**PROVIDED INFORMATION:**

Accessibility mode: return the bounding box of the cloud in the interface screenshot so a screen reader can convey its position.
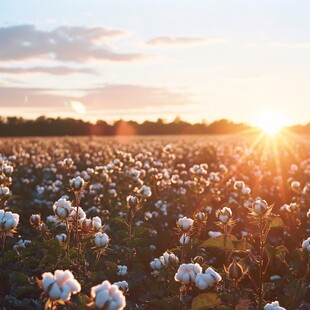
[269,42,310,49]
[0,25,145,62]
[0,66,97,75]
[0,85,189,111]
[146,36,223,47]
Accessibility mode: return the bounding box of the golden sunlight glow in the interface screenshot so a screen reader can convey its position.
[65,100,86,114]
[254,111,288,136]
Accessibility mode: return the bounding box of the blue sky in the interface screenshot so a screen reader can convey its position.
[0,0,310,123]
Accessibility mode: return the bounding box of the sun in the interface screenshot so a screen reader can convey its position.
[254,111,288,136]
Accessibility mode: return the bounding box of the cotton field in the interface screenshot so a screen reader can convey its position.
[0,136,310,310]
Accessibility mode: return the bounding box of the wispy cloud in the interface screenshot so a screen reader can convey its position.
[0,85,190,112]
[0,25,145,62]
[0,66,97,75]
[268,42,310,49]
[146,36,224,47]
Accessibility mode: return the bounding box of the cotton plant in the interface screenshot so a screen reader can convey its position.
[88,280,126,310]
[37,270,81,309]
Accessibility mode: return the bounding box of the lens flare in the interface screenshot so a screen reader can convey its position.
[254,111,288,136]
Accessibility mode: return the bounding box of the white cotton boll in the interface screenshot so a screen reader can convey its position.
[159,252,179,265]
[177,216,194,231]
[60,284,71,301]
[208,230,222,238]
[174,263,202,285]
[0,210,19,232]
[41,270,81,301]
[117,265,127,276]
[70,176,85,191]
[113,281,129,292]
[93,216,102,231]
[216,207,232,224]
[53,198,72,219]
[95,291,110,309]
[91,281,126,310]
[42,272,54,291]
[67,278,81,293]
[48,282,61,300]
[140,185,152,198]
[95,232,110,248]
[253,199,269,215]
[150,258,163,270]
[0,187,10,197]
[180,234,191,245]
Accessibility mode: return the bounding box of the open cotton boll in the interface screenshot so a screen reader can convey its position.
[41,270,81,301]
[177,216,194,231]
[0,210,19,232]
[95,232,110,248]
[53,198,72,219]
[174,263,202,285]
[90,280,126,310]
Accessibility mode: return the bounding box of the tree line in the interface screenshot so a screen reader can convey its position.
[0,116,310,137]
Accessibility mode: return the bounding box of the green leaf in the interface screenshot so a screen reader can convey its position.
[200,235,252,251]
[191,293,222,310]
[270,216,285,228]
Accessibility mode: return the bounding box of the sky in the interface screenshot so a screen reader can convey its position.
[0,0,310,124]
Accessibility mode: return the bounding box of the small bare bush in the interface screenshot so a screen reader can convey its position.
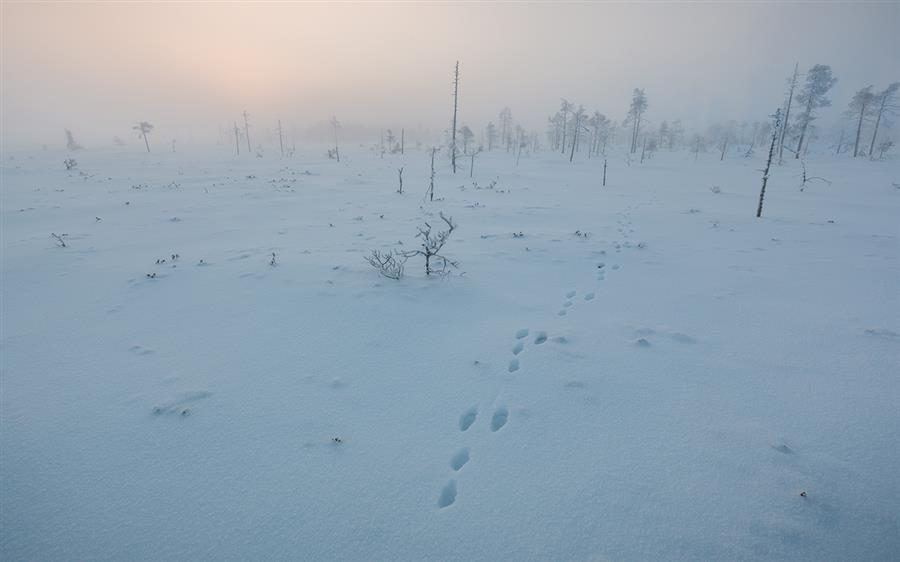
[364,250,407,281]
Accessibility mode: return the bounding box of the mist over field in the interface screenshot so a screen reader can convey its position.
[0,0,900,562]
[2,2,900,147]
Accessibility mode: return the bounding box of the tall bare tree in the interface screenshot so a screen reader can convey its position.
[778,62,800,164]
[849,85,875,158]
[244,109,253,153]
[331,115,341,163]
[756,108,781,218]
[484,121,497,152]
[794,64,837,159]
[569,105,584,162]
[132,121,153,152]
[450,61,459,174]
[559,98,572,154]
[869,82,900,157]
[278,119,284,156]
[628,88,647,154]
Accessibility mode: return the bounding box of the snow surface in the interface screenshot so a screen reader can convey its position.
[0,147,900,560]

**DESCRIPTION OF THE TASK:** Gather every line from the entries above that contains the word "cloud", copying each one in full.

**RESULT:**
Accessibility mode: return the bounding box of the cloud in the interface screenshot so a screen reader can convey its position.
Accessibility mode: return the bounding box of the wispy cloud in the interface screenshot so a screen reader can convey its position.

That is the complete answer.